**Required task a**
Using the page on maximum likelihood estimation, say whether each statement agrees with it. Answer yes or no for each, and quote the deciding words. (i) In the example, the sample contains 5 ones and 10 zeros. (ii) The maximum likelihood estimate is the value of \(p\) that minimizes the likelihood function. (iii) The \(Y_i\) are dependent random variables.

Maximum likelihood estimation of a probability

Estimating a probability

• Assume that we want to estimate a probability \(p\) of a certain event, e.g.
  
  • the probability that a bank customer will default their loan
  • the probability that a customer will buy a certain product
• We take a sample of \(n\) observations \(Y_1, \ldots, Y_n\), where
  • \(Y_i=1\) if the event happens,
  • \(Y_i=0\) if the event does not happen,
  • The \(Y_i\), \(i=1,\ldots ,n\), are independent random variables with \(P(Y_i = 1)=p\).
• Let \(X=\sum_i Y_i\) be the number of ones in our sample. The natural estimate for \(p\) is \[\hat{P} = \frac{X}{n}.\]
  • Theoretical justification?

The likelihood function

• Idea: choose \(\hat{P}\) to be the value of \(p\) that makes our observations as likely as possible.

• Suppose we have observed \(Y_1=y_1, \ldots, Y_n=y_n\). The probability of observing this is \[P(Y_1=y_1, \ldots, Y_n=y_n) = P(Y_1=y_1) \cdot \dotsm \cdot P(Y_n = y_n).\]

• Note that \[P(Y_i = y_i) = \begin{cases} p, & y_i=1,\\ (1-p), & y_i = 0. \end{cases}\]

• Therefore, if we let \(x = \sum_i y_i\) be the number of 1’s in our sample, \[P(Y_1=y_1, \ldots, Y_n=y_n) = p^x \cdot (1-p)^{(n-x)}.\]

• This probability depends on the value of \(p\). We may think of it as a function \[L(p)= P(Y_1=y_1, \ldots, Y_n=y_n) = p^x \cdot (1-p)^{(n-x)}.\]

  • This is called the likelihood function.

• The maximum likelihood estimate \(\hat{p}\) is the value of \(p\) that maximizes the likelihood function.

Likelihood function - example

• Example: Suppose we take a sample of \(n=15\) observations. We observe 5 ones and 10 zeros. The likelihoodfunction becomes \[L(p)= p^5 (1-p)^{10}\]

• We plot the graph of \(L(p)\):

• The probability of our observations seems to be largest when \(p\) is around \(1/3\).

The log-likelihood function

• We seek the value of \(p\) that maximizes the likelihood function \[L(p)= p^x \cdot (1-p)^{(n-x)}.\]

• Recall that \(\ln(x)\) is a strictly increasing function.

• The value of \(p\) that maximizes \(L(p)\) also maximizes \(\ln(L(p))\).

Excerpts from a pointing dataset:
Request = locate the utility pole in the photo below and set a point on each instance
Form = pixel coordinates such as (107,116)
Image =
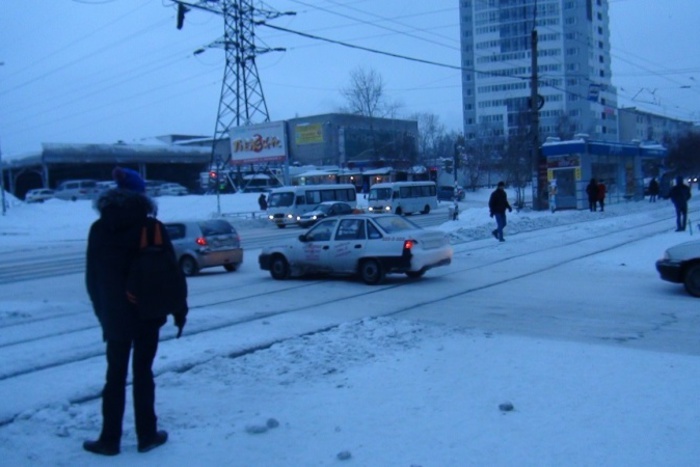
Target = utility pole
(242,101)
(2,176)
(2,182)
(538,184)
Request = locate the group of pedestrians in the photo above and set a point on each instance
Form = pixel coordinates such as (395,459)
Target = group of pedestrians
(596,191)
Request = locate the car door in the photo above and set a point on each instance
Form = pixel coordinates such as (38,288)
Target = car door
(348,245)
(313,253)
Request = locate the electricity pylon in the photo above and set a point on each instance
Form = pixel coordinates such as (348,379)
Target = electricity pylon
(242,101)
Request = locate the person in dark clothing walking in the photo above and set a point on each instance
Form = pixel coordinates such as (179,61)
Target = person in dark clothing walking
(602,190)
(498,203)
(592,192)
(262,202)
(653,190)
(679,195)
(113,241)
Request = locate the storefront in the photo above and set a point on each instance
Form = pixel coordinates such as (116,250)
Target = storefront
(572,164)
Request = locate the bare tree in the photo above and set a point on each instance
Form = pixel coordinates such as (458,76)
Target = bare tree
(480,152)
(429,131)
(517,159)
(366,95)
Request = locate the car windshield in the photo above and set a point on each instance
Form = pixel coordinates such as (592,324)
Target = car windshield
(376,194)
(393,224)
(279,200)
(215,227)
(324,208)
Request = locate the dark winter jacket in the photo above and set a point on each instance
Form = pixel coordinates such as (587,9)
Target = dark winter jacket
(680,194)
(498,202)
(112,242)
(592,190)
(653,187)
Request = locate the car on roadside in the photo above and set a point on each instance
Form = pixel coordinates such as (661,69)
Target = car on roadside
(681,264)
(322,211)
(172,189)
(77,189)
(38,195)
(447,193)
(201,244)
(153,187)
(369,246)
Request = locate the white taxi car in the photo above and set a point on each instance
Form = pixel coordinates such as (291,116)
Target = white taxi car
(368,246)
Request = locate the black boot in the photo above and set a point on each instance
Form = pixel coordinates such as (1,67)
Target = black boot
(158,439)
(101,447)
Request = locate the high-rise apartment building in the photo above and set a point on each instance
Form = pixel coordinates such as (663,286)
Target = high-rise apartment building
(574,77)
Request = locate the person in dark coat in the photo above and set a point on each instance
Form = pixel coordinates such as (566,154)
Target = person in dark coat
(653,190)
(602,191)
(262,202)
(113,241)
(498,203)
(679,195)
(592,192)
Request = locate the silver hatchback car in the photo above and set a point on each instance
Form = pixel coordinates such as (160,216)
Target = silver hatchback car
(203,244)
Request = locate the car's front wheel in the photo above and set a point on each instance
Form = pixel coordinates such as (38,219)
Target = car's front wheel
(189,266)
(692,280)
(371,272)
(279,268)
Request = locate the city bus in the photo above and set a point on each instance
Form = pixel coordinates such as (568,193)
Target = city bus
(284,204)
(402,197)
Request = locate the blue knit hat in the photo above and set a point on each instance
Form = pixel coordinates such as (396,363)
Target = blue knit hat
(128,179)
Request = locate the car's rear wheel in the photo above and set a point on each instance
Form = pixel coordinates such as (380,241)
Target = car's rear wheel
(279,267)
(371,272)
(415,274)
(692,280)
(189,266)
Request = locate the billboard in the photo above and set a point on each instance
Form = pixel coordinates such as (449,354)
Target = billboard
(308,134)
(264,142)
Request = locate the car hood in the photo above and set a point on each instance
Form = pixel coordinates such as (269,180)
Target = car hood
(310,214)
(684,251)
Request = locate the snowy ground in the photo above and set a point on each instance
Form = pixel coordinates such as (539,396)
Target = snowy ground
(386,392)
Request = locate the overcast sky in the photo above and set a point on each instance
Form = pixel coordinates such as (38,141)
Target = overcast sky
(101,71)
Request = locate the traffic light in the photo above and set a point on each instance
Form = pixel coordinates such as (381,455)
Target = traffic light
(181,10)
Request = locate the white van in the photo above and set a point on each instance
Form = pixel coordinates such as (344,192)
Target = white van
(77,189)
(402,197)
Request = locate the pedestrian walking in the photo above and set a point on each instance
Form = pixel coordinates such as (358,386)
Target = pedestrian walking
(679,195)
(498,203)
(592,192)
(602,190)
(653,190)
(262,202)
(113,243)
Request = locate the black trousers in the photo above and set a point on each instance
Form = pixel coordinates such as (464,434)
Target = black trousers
(681,217)
(145,345)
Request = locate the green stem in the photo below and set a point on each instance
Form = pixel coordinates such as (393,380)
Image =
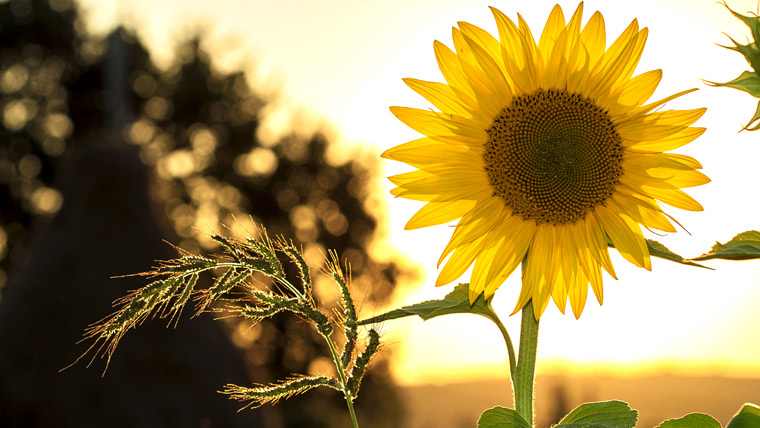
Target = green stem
(526,364)
(508,341)
(341,373)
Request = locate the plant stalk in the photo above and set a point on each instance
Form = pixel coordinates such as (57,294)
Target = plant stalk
(341,373)
(525,371)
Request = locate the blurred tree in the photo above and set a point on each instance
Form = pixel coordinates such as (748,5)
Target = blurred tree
(195,127)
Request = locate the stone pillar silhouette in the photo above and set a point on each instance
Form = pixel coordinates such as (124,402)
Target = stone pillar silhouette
(159,376)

**Required task b**
Pull out every line of the rows above that contains the string "black". Case counts.

**Final answer a**
(i) Yes: "We observe 5 ones and 10 zeros."
(ii) No: "is the value of \(p\) that maximizes the likelihood function."
(iii) No: "are independent random variables with \(P(Y_i = 1)=p\)."

**Final answer b**
Request = locate the black boot in the photo above and set a point on each instance
Target = black boot
Request = locate the black trousers in the photo above and set a point on each instance
Target = black trousers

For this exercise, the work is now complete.